- _ЗАДАНИЯ_
A – Переведите на английский язык следующее предложение из отрывка о Пастернаке: «В жизни поэта все легко укладывается в им же предначертанную схему, потому что поэт, как самый умный человек на земле, всегда прекрасно понимает, что он делает».
B – Воспроизведите без изменений часть отрывка о Пастернаке: начните с того места, где стоят слова "Дело в том, что", и остановитесь после слов "многих отношениях катастрофическая.".

Надо сказать, что и Зинаида Николаевна вообще была очень похожа на Советскую власть и поэтому ее любила. Когда-то ей Пастернак сказал: «Зина, я очень хотел бы умереть у тебя на руках». Так оно, кстати, и сбылось. Действительно, с Советской властью умирать, может быть, и хорошо, но жить как-то с ней не очень. По многим параметрам. За нее и умирать неплохо, но вот жить с ней совместно – это, конечно, не то.
Не случайно Зинаида Николаевна с ее какой-то простотой и с несколько лобовой такой, я бы сказал, нерассуждающей большевистской ясностью – ну, «выстрелы, выстрелы, вы того же мнения», чего уж там! – конечно, Зинаида Николаевна могла вполне, как она сама вспоминает, над гробом Пастернака испытывать мучительный соблазн сказать: «Прощай, настоящий большой коммунист!» Но, как она пишет, «что-то остановило меня». Вот возблагодарим это «что-то», потому что, чего доброго, она бы это сказала. Она вообще много чего сказала. Она говорила: «Мои дети сначала любят Сталина и только потом маму» – в ней была вот эта здоровая бытовая советскость.
В жизни поэта все легко укладывается в им же предначертанную схему, потому что поэт, как самый умный человек на земле, всегда прекрасно понимает, что он делает.
Пастернак понимал, что во многих отношениях обновление его жизни связано с невыносимым компромиссом. Он пытается еще до 1935 года в некоторых письмах убеждать себя, на съезде писательском пытается говорить, гудеть что-то примирительное… Вообще все первые пять лет 30-х годов он гудит. Для того чтобы в 1935-м даже не он сам, а его дар, его организм вдруг сказал решительное «нет».
Дело в том, что когда Пастернака стали возвеличивать, он абсолютно точно понял, и пишет в одном из писем семье, уже уехавшей: «У нас помещают под софиты только для того, чтобы потом низвергнуть». Россия не любит славы, она делает человека знаменитым только для того, чтобы потом вытереть об него ноги и сказать: «Вот, смотрите, а он такой же, как и все…» Но Пастернак это почувствовал очень рано. Он понял, что сейчас об него будут вытирать ноги. И произошла ситуация во многих отношениях катастрофическая.

Фрагменты набора данных с указанием точек:
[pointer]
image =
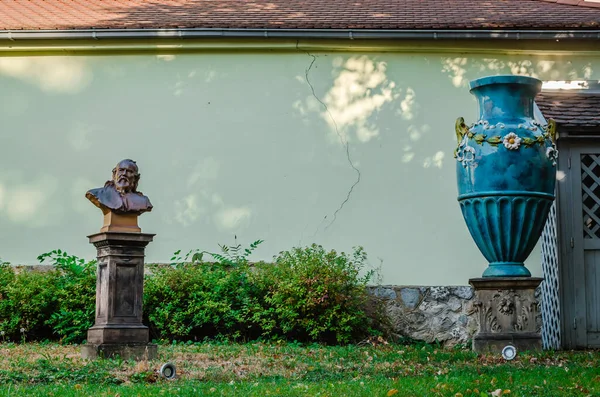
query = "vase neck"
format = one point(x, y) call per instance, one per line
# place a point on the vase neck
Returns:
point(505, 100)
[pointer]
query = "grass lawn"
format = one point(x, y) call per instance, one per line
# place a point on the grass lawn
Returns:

...

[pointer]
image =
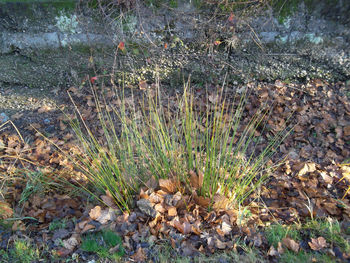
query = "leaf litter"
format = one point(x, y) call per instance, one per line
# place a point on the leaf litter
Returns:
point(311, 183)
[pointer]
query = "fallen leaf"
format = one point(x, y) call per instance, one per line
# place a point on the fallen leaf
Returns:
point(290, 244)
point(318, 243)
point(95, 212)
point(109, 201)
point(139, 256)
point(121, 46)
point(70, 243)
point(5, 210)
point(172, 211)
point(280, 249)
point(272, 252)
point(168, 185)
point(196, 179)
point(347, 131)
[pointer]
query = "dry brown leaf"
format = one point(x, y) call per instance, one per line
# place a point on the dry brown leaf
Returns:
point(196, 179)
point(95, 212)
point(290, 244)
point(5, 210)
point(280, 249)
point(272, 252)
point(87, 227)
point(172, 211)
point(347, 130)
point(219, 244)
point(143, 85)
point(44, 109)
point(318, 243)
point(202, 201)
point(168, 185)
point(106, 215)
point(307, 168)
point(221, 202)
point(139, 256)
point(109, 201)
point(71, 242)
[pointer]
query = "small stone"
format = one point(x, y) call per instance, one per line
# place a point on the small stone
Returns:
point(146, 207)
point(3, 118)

- _РЕШЕНИЯ_
A – In a poet's life, everything fits easily into a scheme he himself has laid out, because a poet, as the smartest person on earth, always understands perfectly well what he is doing.

B –
Дело в том, что когда Пастернака стали возвеличивать, он абсолютно точно понял, и пишет в одном из писем семье, уже уехавшей: «У нас помещают под софиты только для того, чтобы потом низвергнуть». Россия не любит славы, она делает человека знаменитым только для того, чтобы потом вытереть об него ноги и сказать: «Вот, смотрите, а он такой же, как и все…» Но Пастернак это почувствовал очень рано. Он понял, что сейчас об него будут вытирать ноги. И произошла ситуация во многих отношениях катастрофическая.